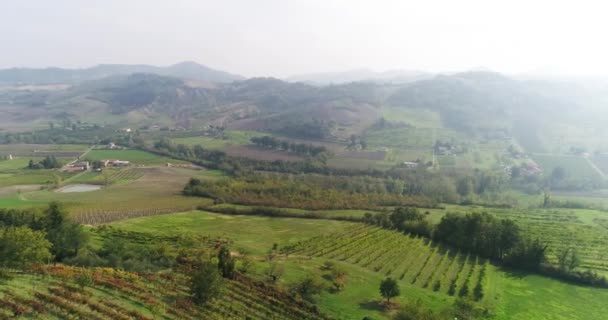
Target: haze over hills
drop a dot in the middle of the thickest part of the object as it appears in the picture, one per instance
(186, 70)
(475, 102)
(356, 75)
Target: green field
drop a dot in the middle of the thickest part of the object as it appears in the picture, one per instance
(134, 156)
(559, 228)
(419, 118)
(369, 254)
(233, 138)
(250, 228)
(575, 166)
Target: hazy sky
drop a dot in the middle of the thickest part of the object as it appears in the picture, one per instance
###
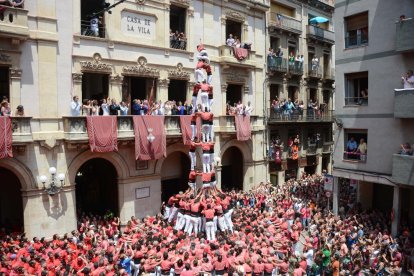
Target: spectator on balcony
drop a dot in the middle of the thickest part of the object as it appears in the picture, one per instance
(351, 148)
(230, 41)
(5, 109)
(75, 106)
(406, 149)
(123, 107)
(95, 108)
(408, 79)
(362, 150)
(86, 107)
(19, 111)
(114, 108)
###
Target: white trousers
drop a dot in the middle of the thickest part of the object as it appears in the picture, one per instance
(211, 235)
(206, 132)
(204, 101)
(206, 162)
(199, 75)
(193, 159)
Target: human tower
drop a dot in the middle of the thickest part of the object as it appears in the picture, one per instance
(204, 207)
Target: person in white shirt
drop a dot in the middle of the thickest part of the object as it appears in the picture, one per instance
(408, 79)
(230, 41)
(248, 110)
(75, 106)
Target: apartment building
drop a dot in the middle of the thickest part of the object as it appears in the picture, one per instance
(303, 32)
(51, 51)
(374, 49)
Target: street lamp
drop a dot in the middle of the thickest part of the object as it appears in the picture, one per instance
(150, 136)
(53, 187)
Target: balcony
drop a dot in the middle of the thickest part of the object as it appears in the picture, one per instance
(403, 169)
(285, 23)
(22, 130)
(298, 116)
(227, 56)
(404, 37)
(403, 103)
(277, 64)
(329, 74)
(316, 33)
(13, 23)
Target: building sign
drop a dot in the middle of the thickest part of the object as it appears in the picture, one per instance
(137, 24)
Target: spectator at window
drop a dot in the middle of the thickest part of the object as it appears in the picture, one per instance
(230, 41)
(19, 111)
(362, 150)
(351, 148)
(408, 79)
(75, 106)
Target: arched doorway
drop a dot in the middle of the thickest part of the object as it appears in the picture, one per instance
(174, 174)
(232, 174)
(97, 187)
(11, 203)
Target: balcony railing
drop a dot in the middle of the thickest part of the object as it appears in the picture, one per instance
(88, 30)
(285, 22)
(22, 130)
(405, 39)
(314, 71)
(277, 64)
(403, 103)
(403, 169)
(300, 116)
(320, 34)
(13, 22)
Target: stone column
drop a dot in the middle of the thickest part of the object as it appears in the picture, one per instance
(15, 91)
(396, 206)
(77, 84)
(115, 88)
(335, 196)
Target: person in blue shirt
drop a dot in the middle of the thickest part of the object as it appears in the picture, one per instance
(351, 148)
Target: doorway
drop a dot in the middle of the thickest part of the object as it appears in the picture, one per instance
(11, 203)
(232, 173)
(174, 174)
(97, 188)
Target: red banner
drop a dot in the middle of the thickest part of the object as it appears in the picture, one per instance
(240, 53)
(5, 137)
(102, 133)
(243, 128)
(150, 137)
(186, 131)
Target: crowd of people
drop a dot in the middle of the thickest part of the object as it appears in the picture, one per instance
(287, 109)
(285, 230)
###
### What is required
Please copy out each line of the material that holds the string "balcony".

### Result for this task
Target: spectator on balcony
Target: balcony
Target: balcony railing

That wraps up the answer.